→ **PROBLEM TO WORK ON**:
Determine how many lines of the listing below contain the string "pagoda", treating uppercase and lowercase as distinct, and give only that number.

→ **DATA TO USE**:
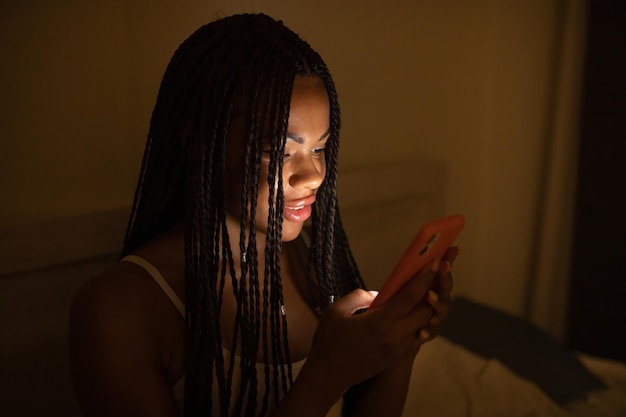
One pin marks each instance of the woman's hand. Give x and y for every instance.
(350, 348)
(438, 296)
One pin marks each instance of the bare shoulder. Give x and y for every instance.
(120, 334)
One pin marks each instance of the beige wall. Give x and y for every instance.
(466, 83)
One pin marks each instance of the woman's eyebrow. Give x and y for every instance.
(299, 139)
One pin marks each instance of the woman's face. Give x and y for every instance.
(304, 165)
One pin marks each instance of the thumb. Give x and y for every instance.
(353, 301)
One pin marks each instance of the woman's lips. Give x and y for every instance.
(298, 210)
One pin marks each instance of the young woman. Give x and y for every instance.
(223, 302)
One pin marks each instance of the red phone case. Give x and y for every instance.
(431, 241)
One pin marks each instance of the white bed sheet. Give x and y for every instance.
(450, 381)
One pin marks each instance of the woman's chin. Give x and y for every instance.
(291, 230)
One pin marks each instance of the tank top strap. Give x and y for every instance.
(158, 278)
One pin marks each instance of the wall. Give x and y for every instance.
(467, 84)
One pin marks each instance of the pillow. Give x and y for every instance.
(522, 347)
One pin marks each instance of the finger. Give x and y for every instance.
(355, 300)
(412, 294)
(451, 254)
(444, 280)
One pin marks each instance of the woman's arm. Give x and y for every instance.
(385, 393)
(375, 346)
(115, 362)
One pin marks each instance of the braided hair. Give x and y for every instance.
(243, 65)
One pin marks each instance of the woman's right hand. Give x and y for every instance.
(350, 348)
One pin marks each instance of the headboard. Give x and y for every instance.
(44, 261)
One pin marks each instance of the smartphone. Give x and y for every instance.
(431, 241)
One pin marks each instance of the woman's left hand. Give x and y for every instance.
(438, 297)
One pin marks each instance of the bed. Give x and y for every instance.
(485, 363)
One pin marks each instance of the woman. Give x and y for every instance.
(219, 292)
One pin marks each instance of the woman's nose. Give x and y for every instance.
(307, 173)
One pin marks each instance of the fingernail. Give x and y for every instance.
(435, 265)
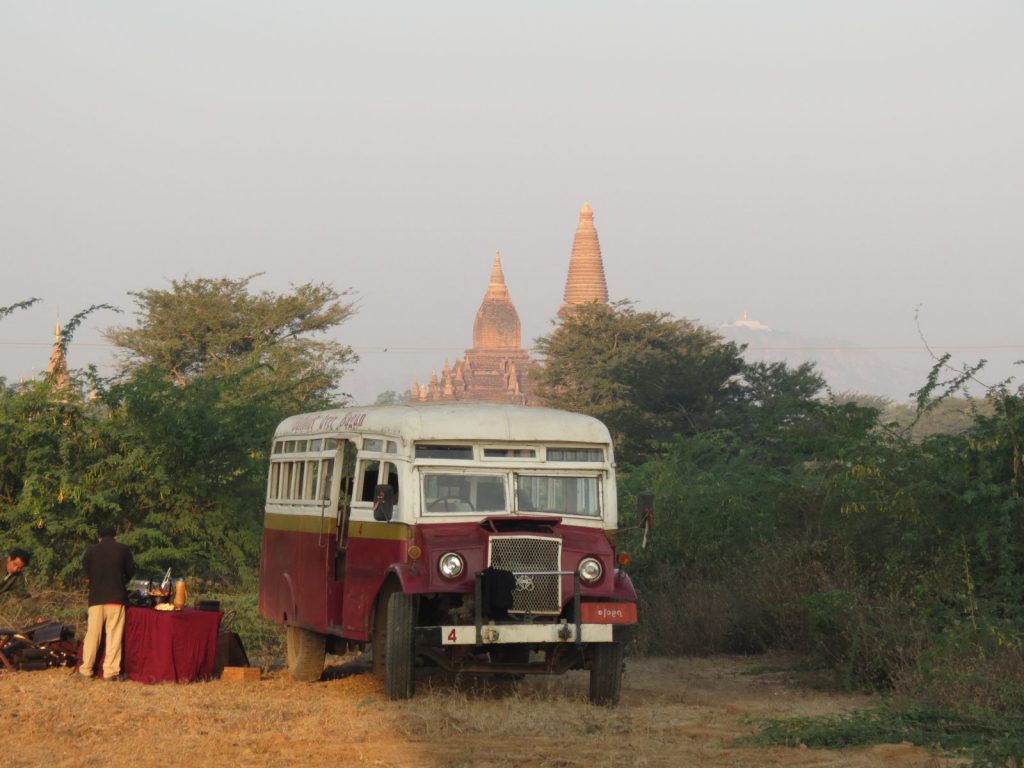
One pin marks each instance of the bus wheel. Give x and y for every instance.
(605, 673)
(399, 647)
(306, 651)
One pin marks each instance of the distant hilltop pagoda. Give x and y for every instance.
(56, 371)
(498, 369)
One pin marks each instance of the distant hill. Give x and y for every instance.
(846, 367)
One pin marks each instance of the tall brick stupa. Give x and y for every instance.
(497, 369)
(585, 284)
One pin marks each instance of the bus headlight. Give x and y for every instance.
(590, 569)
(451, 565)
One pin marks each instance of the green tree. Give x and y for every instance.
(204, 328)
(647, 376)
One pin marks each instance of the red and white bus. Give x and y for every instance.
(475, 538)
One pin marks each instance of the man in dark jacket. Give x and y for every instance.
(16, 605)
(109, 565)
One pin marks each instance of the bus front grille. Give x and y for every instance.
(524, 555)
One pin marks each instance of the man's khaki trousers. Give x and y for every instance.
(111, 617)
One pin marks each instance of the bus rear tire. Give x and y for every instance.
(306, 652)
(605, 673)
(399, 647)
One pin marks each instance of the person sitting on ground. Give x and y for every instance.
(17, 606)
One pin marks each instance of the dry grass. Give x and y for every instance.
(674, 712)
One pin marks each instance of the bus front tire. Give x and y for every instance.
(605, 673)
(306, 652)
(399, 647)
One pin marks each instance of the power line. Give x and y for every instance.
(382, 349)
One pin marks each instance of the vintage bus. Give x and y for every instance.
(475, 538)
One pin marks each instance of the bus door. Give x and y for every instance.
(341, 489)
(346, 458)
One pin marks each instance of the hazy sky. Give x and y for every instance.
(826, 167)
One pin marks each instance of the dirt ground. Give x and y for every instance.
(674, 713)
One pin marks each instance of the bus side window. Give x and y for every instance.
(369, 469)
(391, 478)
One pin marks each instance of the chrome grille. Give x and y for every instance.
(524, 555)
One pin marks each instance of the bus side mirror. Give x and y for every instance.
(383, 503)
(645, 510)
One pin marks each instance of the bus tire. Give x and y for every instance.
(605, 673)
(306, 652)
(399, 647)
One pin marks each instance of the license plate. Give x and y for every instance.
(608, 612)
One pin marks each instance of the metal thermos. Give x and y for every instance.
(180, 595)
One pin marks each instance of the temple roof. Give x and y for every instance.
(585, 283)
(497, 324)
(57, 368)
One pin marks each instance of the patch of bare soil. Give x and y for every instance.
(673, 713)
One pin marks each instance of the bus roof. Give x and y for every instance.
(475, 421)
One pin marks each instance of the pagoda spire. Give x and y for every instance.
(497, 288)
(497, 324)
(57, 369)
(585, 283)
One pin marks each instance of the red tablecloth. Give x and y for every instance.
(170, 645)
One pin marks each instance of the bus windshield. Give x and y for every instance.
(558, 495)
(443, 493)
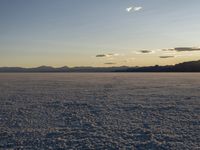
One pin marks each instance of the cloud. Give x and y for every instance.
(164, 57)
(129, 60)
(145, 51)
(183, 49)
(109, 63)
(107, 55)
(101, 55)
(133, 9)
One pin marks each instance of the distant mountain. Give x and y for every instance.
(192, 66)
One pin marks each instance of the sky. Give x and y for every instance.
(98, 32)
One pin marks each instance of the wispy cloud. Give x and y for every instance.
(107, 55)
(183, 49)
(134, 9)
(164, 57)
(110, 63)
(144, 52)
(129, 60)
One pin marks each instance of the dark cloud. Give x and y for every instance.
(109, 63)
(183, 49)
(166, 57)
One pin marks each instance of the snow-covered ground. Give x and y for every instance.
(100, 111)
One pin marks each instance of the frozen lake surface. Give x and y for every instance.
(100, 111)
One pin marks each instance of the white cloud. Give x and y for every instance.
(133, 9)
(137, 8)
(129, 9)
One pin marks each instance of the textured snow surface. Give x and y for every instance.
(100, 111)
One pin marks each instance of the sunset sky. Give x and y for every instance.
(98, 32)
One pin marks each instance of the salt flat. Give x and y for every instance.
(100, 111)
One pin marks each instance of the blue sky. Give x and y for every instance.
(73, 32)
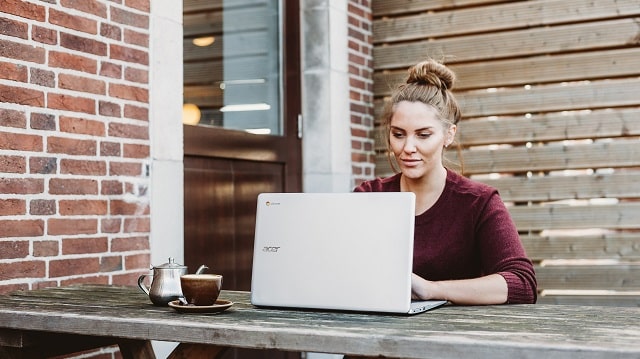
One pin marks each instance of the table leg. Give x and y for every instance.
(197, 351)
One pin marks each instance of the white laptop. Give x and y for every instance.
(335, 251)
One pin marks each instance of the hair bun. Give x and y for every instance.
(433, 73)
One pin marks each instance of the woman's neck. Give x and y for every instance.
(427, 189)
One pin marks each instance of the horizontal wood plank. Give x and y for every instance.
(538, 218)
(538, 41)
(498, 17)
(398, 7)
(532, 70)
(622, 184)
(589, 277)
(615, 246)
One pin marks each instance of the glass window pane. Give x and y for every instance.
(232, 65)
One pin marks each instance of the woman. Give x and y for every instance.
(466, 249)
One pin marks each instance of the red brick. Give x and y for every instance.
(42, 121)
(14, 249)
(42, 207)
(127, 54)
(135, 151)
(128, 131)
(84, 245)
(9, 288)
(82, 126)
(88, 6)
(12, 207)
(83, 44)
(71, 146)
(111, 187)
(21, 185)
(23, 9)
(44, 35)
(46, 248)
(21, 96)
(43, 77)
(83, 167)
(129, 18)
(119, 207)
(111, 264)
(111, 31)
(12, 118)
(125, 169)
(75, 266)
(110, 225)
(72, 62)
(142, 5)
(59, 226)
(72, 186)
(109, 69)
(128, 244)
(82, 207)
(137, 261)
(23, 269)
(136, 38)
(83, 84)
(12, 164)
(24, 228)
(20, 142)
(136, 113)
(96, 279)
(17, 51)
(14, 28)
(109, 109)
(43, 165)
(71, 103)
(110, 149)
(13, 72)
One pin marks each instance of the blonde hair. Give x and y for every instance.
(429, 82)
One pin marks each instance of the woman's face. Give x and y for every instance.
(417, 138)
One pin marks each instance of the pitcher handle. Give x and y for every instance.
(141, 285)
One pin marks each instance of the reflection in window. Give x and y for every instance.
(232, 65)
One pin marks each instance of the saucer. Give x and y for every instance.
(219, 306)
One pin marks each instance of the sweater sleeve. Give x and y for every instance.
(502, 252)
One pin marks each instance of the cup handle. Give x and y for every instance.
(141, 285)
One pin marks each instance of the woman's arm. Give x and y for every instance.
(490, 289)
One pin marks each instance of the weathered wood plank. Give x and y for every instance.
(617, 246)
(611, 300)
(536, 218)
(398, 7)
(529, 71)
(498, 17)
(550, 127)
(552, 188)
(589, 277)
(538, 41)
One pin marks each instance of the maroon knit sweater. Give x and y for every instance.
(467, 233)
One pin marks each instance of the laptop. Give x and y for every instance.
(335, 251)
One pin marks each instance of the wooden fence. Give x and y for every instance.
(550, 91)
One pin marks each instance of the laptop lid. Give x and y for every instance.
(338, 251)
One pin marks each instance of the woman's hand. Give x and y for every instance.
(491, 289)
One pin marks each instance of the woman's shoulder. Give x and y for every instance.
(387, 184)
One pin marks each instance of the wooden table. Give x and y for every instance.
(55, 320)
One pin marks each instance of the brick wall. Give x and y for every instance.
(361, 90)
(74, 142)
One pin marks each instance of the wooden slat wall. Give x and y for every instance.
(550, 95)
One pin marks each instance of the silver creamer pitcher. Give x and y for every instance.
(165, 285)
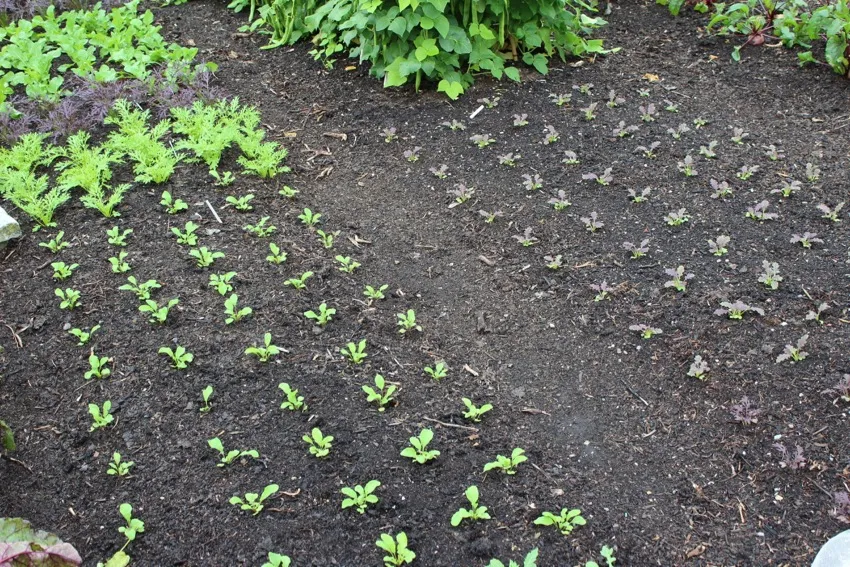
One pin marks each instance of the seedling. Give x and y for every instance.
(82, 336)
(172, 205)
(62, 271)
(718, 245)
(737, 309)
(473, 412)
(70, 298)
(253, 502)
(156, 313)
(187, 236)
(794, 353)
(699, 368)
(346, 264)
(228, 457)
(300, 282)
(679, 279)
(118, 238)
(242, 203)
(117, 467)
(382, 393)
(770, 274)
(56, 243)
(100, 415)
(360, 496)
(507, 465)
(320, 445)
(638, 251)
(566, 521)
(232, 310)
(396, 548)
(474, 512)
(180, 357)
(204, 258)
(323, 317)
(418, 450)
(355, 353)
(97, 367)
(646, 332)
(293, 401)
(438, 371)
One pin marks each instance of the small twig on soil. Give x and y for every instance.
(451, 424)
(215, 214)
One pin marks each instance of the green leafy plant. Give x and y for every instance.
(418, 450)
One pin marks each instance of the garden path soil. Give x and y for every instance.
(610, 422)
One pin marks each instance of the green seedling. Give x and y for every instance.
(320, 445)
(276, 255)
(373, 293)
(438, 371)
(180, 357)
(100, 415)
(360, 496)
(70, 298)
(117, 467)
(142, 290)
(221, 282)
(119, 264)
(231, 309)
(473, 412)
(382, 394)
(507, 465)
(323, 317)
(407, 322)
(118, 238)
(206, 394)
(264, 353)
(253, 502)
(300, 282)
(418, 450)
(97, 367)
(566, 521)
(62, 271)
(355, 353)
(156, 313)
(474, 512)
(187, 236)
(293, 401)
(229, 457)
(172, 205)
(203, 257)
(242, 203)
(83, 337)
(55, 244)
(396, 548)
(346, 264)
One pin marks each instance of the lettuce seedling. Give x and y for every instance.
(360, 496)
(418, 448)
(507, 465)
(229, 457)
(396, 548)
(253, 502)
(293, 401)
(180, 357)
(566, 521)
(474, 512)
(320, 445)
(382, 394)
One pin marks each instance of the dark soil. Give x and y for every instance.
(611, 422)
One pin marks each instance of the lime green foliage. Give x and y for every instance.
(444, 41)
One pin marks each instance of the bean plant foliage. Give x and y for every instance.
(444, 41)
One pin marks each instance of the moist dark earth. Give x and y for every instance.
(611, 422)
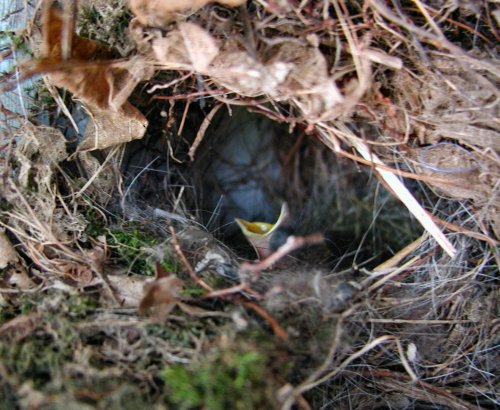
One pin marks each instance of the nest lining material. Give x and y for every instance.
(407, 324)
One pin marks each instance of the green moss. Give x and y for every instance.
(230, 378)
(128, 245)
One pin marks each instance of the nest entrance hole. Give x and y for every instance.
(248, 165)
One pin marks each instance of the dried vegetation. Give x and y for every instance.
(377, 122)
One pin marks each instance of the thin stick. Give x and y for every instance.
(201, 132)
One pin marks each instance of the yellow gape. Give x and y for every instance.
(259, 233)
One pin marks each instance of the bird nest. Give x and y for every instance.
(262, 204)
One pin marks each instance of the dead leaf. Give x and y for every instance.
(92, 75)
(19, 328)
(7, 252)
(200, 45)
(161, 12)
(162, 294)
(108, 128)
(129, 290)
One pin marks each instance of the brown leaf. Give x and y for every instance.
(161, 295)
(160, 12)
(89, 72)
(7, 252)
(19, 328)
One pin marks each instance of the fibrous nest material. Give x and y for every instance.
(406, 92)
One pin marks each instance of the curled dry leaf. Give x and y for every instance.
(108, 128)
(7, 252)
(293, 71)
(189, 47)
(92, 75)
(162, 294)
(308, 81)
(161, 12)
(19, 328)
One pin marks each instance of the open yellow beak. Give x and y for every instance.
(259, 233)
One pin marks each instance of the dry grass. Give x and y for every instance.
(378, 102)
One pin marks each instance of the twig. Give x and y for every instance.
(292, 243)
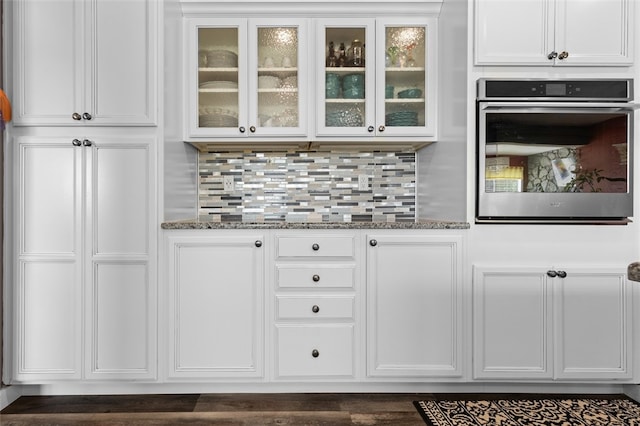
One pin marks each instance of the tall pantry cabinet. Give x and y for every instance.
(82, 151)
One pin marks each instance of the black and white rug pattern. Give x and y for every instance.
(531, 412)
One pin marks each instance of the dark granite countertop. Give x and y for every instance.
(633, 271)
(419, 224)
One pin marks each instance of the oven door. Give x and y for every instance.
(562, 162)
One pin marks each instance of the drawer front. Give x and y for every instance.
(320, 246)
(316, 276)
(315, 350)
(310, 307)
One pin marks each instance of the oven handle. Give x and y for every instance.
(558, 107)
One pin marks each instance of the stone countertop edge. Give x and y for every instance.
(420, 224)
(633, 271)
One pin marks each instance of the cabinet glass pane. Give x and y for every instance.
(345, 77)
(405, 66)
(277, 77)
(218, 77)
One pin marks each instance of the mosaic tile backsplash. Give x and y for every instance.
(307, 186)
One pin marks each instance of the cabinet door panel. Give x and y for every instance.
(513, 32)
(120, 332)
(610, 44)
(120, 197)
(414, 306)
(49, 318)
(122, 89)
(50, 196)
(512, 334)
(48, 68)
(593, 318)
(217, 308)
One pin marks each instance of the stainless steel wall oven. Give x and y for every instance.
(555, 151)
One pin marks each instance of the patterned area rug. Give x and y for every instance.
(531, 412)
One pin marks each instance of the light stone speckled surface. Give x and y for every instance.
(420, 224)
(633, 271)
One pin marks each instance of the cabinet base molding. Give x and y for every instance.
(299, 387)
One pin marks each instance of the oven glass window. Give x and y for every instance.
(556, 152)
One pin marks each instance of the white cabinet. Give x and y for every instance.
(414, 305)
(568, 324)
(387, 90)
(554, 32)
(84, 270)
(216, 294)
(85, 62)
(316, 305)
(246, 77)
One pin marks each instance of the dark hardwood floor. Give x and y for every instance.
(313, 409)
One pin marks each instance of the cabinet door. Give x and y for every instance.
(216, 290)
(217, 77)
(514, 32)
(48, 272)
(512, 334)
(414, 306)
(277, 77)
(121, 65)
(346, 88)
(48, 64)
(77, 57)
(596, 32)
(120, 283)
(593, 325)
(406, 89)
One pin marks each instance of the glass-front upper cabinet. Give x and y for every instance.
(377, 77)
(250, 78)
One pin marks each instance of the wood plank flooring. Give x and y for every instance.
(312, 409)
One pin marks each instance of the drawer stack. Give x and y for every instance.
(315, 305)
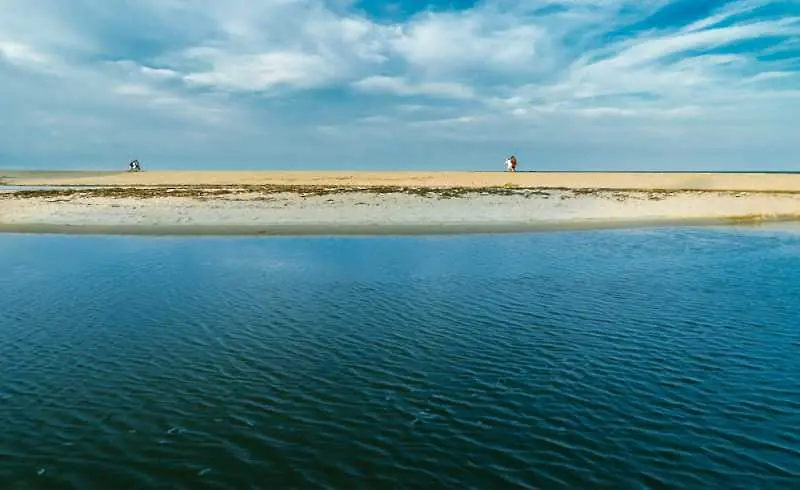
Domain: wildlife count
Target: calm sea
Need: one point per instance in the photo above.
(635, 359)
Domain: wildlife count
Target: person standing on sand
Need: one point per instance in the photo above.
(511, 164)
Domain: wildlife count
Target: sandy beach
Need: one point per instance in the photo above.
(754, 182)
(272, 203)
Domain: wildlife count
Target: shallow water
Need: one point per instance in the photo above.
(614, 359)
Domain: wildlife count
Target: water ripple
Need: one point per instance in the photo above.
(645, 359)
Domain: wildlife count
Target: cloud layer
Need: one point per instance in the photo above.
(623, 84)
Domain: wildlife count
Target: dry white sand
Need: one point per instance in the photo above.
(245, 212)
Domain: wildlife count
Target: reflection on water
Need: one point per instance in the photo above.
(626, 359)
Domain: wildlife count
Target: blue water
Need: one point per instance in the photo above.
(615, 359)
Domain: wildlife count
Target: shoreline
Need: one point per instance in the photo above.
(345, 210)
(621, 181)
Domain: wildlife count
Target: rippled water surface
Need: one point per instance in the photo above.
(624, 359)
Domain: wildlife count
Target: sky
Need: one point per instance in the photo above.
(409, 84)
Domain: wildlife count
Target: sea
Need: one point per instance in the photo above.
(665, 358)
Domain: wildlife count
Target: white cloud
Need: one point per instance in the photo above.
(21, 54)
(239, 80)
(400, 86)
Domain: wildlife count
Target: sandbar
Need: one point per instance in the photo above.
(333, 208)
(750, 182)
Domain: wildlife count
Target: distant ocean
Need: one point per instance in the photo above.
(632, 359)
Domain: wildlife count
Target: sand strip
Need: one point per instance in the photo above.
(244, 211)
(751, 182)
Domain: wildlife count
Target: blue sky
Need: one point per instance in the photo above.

→ **WRITTEN SOLUTION**:
2